INPUT RECORDS -

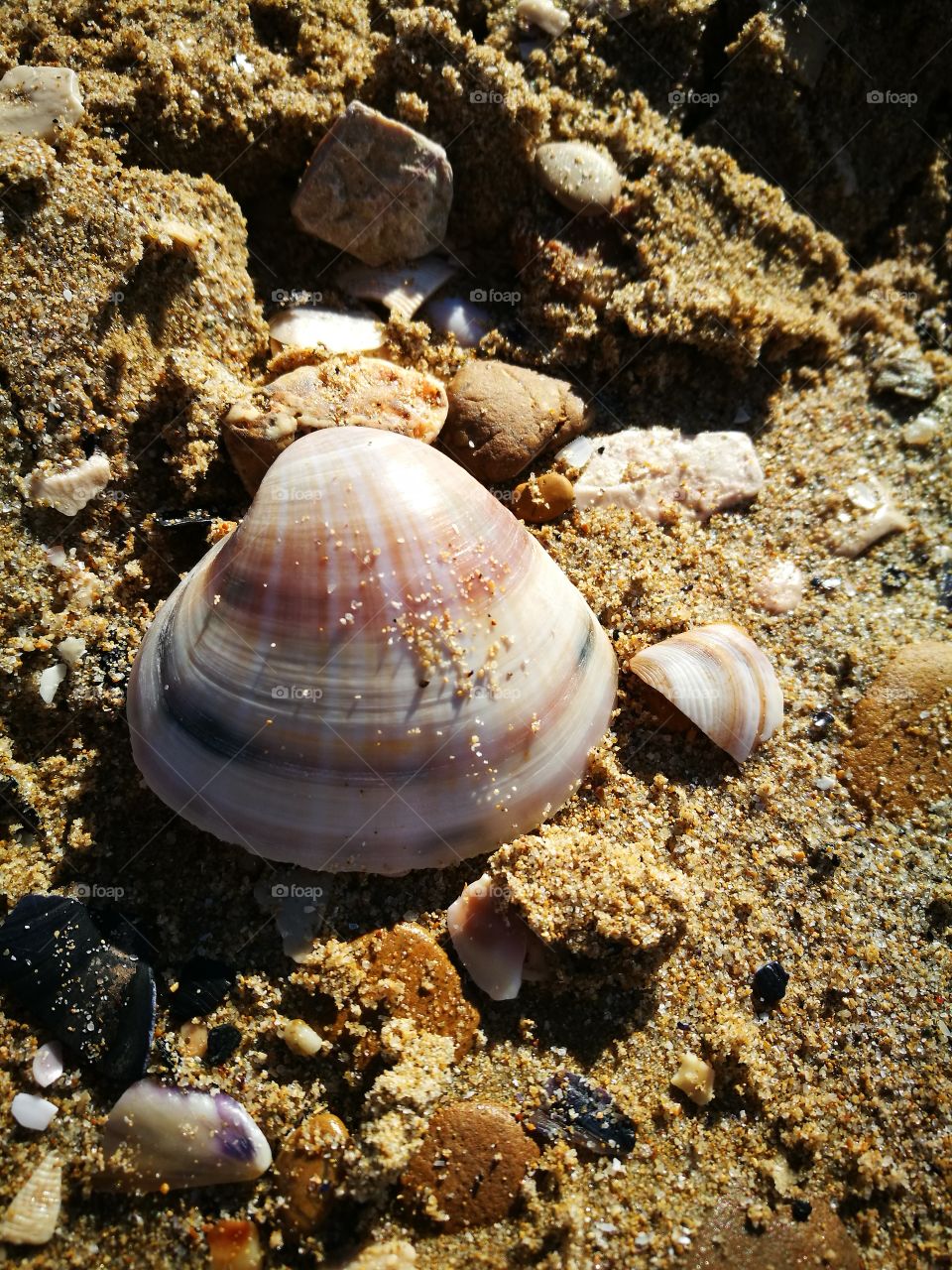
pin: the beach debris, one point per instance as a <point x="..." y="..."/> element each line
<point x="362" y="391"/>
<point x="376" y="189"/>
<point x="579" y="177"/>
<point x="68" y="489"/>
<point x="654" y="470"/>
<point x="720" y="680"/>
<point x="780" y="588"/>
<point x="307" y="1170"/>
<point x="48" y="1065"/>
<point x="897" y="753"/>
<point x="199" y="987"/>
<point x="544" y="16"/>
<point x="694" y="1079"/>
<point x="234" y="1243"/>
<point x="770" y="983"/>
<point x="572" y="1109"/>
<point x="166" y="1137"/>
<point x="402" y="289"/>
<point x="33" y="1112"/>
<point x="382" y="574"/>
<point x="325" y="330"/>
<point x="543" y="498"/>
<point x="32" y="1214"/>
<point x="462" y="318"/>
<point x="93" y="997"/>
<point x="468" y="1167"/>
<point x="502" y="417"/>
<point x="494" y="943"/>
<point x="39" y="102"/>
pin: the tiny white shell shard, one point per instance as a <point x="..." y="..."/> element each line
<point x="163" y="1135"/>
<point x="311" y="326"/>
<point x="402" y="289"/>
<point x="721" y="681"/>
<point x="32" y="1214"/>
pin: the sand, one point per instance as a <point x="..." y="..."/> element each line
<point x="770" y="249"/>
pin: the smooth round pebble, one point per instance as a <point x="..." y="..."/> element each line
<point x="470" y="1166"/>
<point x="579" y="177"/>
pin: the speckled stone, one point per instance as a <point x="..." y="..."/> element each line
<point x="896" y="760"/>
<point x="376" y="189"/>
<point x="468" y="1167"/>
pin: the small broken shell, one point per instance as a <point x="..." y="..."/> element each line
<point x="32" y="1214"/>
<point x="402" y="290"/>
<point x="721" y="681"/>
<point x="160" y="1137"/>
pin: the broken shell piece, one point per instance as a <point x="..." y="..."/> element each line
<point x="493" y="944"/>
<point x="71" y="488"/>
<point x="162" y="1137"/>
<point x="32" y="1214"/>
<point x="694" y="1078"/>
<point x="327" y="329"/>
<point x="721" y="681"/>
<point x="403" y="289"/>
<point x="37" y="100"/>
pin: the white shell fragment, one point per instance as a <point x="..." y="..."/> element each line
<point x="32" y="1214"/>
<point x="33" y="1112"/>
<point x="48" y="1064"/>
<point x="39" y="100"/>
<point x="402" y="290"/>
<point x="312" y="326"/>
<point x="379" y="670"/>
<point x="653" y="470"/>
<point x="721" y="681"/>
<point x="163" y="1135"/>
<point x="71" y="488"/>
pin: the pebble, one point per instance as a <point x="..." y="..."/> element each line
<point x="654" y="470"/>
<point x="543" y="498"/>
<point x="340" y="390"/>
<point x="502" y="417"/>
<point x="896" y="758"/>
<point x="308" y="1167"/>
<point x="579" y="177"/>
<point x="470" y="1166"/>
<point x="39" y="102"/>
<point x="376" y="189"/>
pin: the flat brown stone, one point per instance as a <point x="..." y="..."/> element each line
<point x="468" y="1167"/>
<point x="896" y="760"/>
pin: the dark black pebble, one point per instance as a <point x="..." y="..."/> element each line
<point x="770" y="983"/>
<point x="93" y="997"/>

---

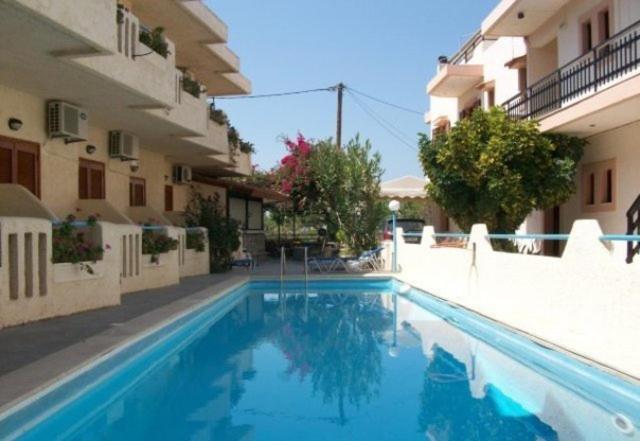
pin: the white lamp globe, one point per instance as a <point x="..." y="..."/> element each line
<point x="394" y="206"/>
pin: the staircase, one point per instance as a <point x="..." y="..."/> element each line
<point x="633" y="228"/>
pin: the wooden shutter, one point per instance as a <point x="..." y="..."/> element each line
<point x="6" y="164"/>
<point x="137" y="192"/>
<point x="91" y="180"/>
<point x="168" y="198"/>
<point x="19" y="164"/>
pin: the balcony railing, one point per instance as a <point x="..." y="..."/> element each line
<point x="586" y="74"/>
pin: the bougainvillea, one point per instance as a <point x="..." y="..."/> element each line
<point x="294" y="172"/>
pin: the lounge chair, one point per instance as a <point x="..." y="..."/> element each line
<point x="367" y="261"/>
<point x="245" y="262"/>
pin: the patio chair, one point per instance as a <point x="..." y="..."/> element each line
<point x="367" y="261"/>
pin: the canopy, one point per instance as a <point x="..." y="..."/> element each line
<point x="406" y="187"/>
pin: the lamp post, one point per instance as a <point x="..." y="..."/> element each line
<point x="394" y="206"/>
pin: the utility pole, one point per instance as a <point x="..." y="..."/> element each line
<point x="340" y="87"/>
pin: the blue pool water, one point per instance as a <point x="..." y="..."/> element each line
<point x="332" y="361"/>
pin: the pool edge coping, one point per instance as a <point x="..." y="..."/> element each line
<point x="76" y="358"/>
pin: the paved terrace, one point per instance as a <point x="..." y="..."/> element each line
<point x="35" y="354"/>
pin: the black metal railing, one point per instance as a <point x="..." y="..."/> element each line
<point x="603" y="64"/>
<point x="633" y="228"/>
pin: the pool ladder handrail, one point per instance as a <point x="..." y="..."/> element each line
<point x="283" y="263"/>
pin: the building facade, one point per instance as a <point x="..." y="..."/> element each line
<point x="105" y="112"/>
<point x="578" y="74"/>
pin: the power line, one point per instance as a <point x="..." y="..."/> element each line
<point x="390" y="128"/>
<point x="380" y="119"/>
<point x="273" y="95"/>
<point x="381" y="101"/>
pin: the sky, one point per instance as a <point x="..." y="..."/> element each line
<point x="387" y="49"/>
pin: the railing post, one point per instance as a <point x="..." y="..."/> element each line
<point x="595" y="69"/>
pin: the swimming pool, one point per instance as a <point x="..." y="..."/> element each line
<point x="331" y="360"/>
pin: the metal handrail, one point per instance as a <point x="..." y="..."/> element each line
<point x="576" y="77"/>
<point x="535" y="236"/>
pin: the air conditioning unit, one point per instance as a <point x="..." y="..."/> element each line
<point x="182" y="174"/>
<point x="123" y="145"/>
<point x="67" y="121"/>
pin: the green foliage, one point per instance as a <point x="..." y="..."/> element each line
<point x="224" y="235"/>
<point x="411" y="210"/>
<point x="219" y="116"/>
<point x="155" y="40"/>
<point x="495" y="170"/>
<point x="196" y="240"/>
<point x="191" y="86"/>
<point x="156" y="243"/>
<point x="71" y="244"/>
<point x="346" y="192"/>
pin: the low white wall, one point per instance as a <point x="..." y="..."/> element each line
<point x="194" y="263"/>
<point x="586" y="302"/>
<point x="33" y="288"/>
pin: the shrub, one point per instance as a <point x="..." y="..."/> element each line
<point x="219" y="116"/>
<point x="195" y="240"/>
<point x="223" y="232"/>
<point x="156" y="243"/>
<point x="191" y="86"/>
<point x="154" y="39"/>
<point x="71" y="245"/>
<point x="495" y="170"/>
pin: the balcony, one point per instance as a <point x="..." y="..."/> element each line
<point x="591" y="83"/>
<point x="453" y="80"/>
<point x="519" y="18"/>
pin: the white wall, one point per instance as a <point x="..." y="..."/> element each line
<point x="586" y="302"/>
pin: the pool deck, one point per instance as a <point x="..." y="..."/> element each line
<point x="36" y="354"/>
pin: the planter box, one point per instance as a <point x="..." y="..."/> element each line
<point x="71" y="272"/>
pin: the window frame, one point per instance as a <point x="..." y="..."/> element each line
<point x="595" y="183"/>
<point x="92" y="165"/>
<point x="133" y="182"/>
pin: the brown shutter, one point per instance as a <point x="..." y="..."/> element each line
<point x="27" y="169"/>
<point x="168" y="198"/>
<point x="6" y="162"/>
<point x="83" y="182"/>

...

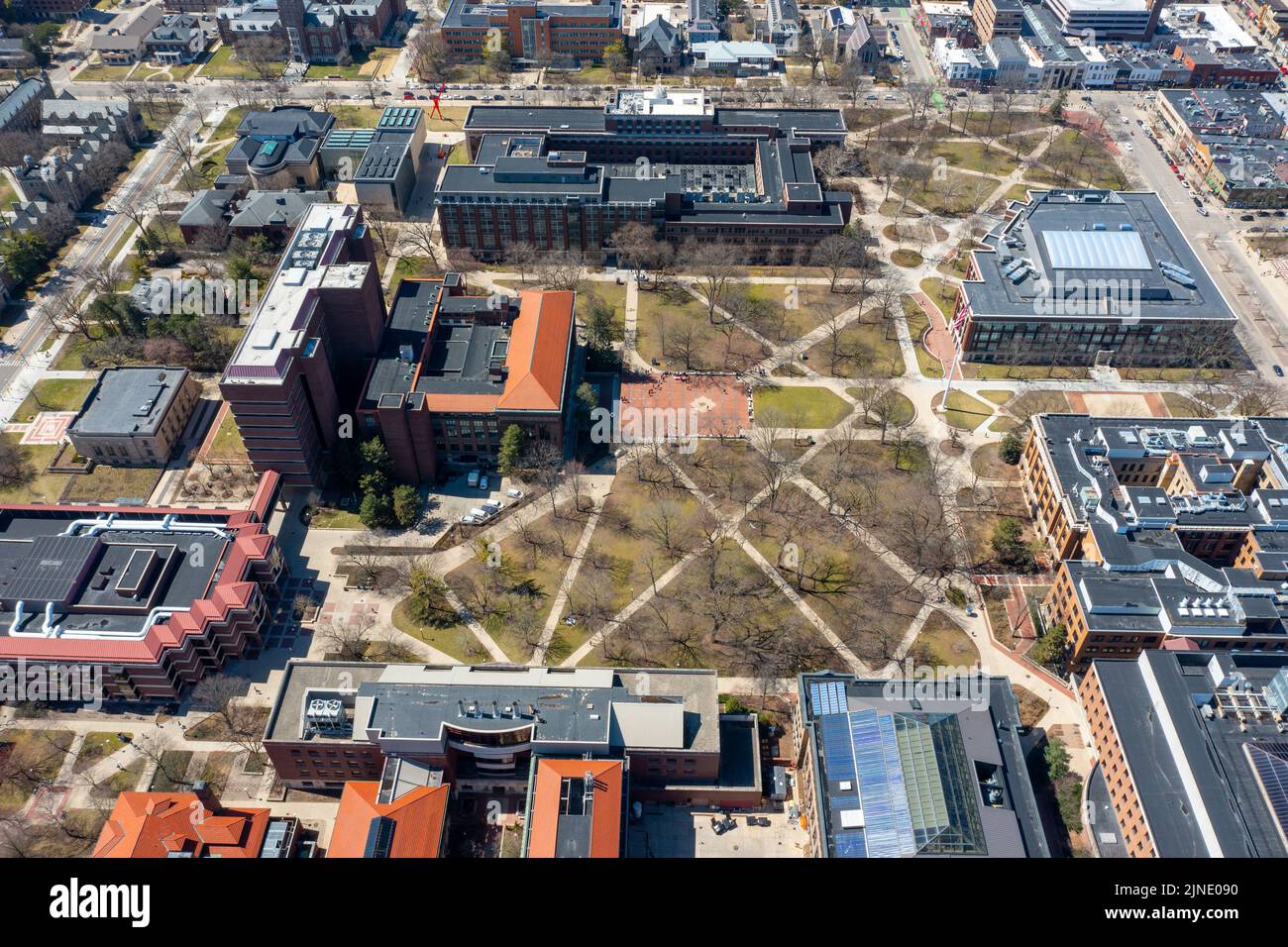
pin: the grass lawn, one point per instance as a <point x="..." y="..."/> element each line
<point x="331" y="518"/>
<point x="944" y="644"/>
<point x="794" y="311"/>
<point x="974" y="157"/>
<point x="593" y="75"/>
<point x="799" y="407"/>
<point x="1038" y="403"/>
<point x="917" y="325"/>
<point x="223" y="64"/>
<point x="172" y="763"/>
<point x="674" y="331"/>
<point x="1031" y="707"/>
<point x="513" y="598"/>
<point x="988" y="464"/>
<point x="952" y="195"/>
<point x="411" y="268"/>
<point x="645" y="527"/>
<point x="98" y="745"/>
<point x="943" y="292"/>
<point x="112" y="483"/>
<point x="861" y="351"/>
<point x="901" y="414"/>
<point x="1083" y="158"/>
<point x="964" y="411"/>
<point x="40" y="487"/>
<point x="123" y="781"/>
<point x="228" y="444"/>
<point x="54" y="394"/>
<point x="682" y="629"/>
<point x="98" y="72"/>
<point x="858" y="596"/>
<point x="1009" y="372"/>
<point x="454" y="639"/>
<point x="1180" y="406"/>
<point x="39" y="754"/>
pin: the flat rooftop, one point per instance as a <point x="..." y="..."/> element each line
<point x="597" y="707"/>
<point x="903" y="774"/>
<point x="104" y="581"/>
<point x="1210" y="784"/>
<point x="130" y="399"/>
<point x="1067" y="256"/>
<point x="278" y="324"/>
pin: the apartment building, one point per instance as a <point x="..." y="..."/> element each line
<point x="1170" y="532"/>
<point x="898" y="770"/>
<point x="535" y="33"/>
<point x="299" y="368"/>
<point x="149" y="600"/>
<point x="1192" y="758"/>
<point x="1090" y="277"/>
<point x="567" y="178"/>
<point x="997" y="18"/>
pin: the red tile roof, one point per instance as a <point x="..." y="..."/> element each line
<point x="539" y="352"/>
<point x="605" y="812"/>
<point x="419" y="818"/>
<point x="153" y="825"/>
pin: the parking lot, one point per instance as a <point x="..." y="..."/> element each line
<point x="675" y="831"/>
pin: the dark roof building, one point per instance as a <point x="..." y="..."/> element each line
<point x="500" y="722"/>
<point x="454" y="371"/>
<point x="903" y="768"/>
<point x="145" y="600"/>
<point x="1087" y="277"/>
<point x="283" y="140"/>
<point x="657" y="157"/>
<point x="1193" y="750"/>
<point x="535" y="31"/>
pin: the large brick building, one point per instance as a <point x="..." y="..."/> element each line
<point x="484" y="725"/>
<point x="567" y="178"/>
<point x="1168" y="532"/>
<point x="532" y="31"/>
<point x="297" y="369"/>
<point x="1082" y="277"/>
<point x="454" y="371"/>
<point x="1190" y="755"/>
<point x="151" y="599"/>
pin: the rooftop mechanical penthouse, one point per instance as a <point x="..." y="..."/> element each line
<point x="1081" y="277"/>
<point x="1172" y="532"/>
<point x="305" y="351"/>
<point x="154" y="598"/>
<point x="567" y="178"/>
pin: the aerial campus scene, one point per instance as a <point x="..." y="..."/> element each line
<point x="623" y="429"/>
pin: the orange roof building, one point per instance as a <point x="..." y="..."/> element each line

TASK PROMPT - Could you repeat exactly the lines above from the line with "pin: the rooftop" up to and including the line with "pin: the orange", and only those?

ANSWER FOR THIS EXERCISE -
pin: the rooftop mechanical penthouse, one point per instance as a <point x="..." y="..."/> element each line
<point x="1081" y="277"/>
<point x="1172" y="532"/>
<point x="305" y="351"/>
<point x="154" y="598"/>
<point x="567" y="178"/>
pin: the aerial campus scene, one point per instance as a <point x="..." y="..."/> element each line
<point x="623" y="429"/>
pin: the orange roof building, one point per instance as a <point x="..." y="..."/> element each line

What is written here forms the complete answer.